Requirement 1 |
Rewrite the part of the turkey season thread that opens with the words "Was able to" and closes with "at that distance.", swapping "mushrooms" for "morels".
Requirement 2 |
Continue the forum thread about this year's unsuccessful turkey season from its last line.

--- BEGIN Page extract ---

# Close but no Cigar this year



## Waterline (Jan 20, 2007)

Was able to get out a handful of times this season. Two of those days it was really close to happening, but turkeys are turkeys and they don't always follow the script. It's awesome when they do and that's what keeps me going back each Spring. I cleaned and sorted my calls and am already looking forward to next year. On a brighter note, the mushrooms were coming up throughout the season and I had several messes and some to share. Congratulations to all the successful hunters this year.


----------



## meats52 (Jul 23, 2014)

I didn't get one this year either. The turkeys just didn't want to cooperate this year. I guess with me it's feast or famine. The last 2 seasons I killed 2 turkeys both seasons, but this year I never got a shot. I had some at 60 yards, but I didn't feel comfortable taking a shot at that distance.


----------



## Waterline (Jan 20, 2007)

--- END Page extract ---
--- BEGIN Dataset content ---

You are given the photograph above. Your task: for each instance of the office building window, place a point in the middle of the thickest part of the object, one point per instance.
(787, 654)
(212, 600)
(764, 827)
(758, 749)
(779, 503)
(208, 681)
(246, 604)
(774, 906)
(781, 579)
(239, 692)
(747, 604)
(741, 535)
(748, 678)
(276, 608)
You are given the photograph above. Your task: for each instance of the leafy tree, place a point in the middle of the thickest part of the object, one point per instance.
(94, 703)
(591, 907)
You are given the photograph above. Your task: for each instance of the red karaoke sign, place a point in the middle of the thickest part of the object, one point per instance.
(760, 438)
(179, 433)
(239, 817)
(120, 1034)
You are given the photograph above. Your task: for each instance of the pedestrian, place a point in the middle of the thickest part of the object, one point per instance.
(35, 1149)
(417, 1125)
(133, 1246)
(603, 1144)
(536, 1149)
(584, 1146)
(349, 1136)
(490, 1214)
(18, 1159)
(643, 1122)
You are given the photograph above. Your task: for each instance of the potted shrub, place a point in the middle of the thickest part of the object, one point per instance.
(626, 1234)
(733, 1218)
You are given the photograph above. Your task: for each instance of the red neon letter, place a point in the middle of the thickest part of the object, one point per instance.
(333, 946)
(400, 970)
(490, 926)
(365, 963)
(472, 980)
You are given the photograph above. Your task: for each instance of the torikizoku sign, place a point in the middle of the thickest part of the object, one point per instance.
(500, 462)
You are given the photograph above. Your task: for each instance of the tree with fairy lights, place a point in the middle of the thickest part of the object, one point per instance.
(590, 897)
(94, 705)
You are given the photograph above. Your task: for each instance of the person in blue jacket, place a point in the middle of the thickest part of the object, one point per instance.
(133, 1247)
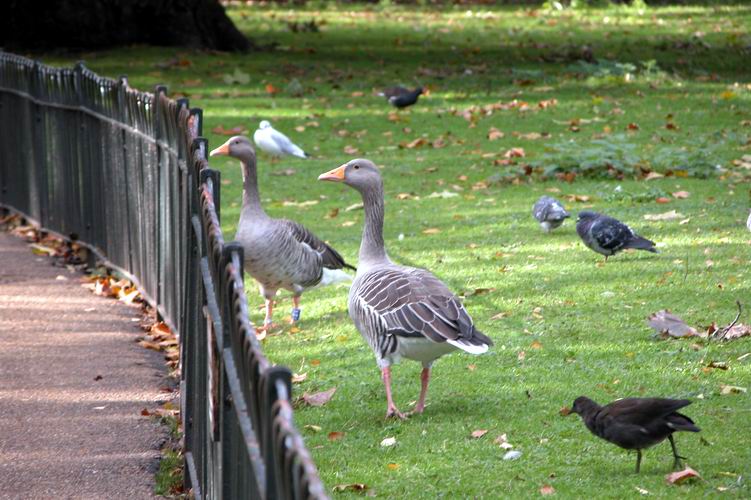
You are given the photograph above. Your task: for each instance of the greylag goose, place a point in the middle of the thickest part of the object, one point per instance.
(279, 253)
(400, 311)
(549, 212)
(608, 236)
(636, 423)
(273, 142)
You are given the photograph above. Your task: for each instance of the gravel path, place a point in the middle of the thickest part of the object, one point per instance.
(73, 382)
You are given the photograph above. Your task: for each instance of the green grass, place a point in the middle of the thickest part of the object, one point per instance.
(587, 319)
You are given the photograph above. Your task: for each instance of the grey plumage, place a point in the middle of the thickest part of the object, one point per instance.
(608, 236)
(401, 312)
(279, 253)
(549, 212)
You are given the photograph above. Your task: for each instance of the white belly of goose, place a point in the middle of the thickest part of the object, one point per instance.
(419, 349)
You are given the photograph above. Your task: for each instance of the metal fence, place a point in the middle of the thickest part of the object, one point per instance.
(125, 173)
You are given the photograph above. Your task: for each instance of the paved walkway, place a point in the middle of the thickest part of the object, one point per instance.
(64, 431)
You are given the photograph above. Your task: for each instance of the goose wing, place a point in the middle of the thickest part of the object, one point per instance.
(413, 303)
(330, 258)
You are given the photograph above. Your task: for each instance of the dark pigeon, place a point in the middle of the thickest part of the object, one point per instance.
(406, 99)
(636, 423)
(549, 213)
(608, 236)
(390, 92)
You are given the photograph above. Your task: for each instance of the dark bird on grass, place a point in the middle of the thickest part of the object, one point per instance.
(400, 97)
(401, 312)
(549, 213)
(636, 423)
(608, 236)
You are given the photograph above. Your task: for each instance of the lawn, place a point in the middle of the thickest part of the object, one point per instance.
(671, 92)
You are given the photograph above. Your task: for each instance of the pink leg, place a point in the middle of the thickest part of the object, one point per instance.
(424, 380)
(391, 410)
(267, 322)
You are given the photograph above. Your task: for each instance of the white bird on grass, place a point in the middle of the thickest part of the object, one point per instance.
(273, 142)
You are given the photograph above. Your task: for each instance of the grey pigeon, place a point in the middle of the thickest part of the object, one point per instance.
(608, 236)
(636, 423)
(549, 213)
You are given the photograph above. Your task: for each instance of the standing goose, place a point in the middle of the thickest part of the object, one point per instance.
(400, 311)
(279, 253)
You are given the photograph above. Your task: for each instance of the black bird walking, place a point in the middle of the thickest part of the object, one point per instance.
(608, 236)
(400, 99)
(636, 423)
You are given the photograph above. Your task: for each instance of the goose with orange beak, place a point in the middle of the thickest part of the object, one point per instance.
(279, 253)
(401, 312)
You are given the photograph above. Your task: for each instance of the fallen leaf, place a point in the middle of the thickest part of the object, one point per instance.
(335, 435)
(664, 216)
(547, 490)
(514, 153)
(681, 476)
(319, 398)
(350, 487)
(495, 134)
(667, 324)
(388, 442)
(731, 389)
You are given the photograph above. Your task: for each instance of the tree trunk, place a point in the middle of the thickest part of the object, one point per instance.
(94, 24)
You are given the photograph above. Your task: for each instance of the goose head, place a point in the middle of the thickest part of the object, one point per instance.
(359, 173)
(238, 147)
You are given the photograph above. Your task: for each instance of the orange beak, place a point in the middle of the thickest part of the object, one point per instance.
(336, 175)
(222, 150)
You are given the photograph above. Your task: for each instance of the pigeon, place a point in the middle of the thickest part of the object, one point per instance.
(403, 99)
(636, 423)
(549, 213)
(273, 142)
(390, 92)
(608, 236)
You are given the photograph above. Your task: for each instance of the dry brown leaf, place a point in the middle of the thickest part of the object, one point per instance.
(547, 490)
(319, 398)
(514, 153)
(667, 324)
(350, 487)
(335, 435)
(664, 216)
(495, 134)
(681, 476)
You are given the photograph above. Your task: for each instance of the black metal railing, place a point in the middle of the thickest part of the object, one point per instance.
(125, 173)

--- END Dataset content ---

Final answer 1 |
Was able to get out a handful of times this season. Two of those days it was really close to happening, but turkeys are turkeys and they don't always follow the script. It's awesome when they do and that's what keeps me going back each Spring. I cleaned and sorted my calls and am already looking forward to next year. On a brighter note, the morels were coming up throughout the season and I had several messes and some to share. Congratulations to all the successful hunters this year.


----------



## meats52 (Jul 23, 2014)

I didn't get one this year either. The turkeys just didn't want to cooperate this year. I guess with me it's feast or famine. The last 2 seasons I killed 2 turkeys both seasons, but this year I never got a shot. I had some at 60 yards, but I didn't feel comfortable taking a shot at that distance.

Final answer 2 |
I know what you mean. Last year my son and I both got turkeys but I guess that will have to last me for another year. I have to commute to my hunting areas now whereas before I used to live there and could spend more time scouting and keeping up with the birds. My areas are not large and so most times I can't relocate and set up on turkeys that are not on the property I'm hunting. Anyway, it is what it is, and so I 'll cherish the times even more when it all comes together. Thanks for the response, we'll get em next year!


----------



## Guest (May 26, 2015)

I always start looking forward to the next season as soon as one ends! whether the season goes good or bad, its still spring in the turkey woods! Love it like no other!

Have a great summer guys!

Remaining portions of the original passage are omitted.